**Given request 1**
Summarize the code below in two sentences.

**Source document**
In [1]:
# Data manipulation
import pandas as pd   # Import pandas library, mainly used for handling tabular data (DataFrames, Series, etc.)
import numpy as np    # Import NumPy library, provides powerful numerical operations and array handling

# File and paths
from pathlib import Path    # Import Path from pathlib to work with filesystem paths in an object-oriented way
import shutil               # Import shutil to perform high-level file operations like copy, move, delete
import urllib.request       # Import urllib.request to handle opening URLs and downloading data from the web

# Visualization
import matplotlib.pyplot as plt  # Import matplotlib's pyplot module, commonly used for creating plots and visualizations



In [2]:
from pathlib import Path   # Import Path class for working with filesystem paths

# Loop through a list of folder names and create them if they don't already exist
for p in ["data/raw", "data/staging", "data/warehouse"]:
    Path(p).mkdir(parents=True, exist_ok=True)  
    # Path(p) creates a Path object for each directory string
    # .mkdir() makes the directory
    # parents=True allows creation of parent directories if they don’t exist
    # exist_ok=True avoids errors if the directory already exists

# Get the absolute path of the current working directory
Path(".").absolute()


WindowsPath('C:/Users/mamat/Documents/nyc')

In [None]:
import shutil   # Import shutil to perform high-level file operations like copy and move

# Define the source file path (where the file is originally located)
src = Path(r"C:\Users\mamat\Downloads\yellow_tripdata_2024-01.parquet")  

# Define the destination file path (where we want to copy the file to)
dst = Path("data/raw/yellow_tripdata_2024-01.parquet")

# Check if the source file exists and the destination file does not yet exist
if src.exists() and not dst.exists():
    shutil.copy2(src, dst)  
    # copy2() copies the file along with its metadata (timestamps, permissions, etc.)

# Print confirmation: whether the file exists at the destination, and show the path
print("Raw file at:", dst.exists(), dst)


In [None]:
import pandas as pd   # Import pandas for data manipulation and analysis

# Define the path to the raw Parquet file
raw_path = "data/raw/yellow_tripdata_2024-01.parquet"

# Read the Parquet file into a pandas DataFrame
df = pd.read_parquet(raw_path)

# Print the number of rows in the DataFrame
print("rows:", len(df))

# Display the first 5 rows of the DataFrame for a quick preview
df.head()

**Point placement records**
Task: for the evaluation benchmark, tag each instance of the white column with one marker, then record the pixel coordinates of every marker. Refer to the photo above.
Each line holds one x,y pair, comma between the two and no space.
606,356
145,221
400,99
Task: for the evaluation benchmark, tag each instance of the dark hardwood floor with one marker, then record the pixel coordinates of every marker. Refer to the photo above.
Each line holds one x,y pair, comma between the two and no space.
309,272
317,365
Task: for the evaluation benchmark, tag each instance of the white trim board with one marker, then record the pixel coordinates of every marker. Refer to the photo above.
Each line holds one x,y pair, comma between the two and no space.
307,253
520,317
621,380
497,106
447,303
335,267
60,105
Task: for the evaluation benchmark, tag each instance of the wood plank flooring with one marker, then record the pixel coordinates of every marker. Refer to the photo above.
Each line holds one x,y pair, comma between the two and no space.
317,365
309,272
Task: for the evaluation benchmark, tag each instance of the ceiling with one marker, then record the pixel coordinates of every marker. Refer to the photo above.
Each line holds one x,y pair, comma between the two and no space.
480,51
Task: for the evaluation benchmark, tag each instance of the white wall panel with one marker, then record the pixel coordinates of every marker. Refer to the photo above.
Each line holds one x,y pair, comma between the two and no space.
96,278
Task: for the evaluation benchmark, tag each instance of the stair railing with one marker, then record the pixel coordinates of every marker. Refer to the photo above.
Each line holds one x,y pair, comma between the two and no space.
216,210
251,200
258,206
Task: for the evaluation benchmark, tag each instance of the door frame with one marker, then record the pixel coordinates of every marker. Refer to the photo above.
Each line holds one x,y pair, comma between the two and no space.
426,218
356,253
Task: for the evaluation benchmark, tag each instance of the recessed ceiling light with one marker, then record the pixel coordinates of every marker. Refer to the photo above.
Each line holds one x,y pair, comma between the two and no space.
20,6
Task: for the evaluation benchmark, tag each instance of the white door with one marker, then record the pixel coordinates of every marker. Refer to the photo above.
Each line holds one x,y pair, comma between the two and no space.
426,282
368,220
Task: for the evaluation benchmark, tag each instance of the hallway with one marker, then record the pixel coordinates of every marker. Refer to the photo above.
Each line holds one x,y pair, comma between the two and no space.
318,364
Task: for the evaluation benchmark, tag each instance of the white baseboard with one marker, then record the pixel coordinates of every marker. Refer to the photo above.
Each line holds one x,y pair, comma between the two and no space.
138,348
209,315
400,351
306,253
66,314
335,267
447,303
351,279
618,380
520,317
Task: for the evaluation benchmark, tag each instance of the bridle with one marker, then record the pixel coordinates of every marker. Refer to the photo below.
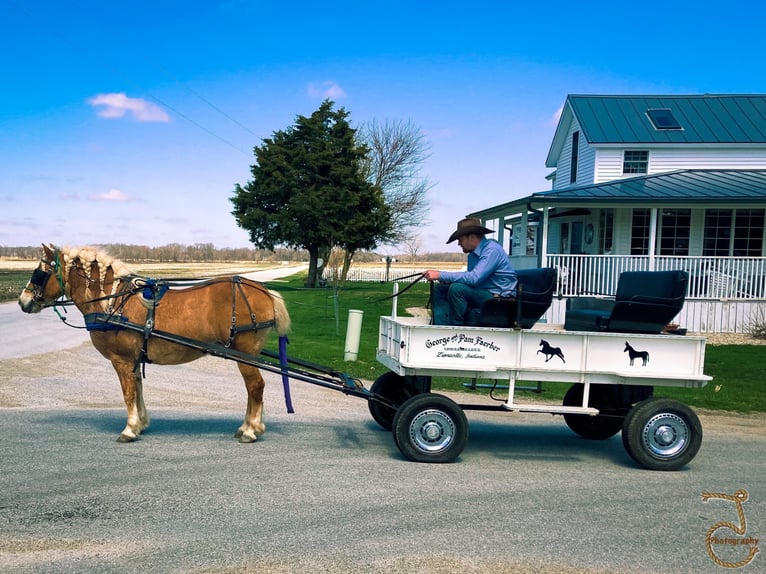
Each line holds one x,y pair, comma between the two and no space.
40,278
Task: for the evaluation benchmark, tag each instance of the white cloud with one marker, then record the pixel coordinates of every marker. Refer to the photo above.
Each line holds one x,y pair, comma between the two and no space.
111,195
325,90
113,106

**Given request 2**
Show every line of the records that contains the string "door", treating uppercase and lowercase as different.

**Correct answer 1**
The code imports pandas, NumPy, pathlib, shutil, urllib.request and matplotlib, then creates the directories data/raw, data/staging and data/warehouse if they don't already exist. It copies the file yellow_tripdata_2024-01.parquet from the Downloads folder into data/raw when the destination copy is missing, reads it into a pandas DataFrame, prints the row count and displays the first five rows.

**Correct answer 2**
Task: for the evaluation benchmark, tag each instance of the door frame with one marker, then record the pixel coordinates of every marker. Refer to the photo above.
Task: for the evaluation benchmark, tag each instance of the white door with one marker, then record the pixel coordinates of every marker. Refer to the photo above.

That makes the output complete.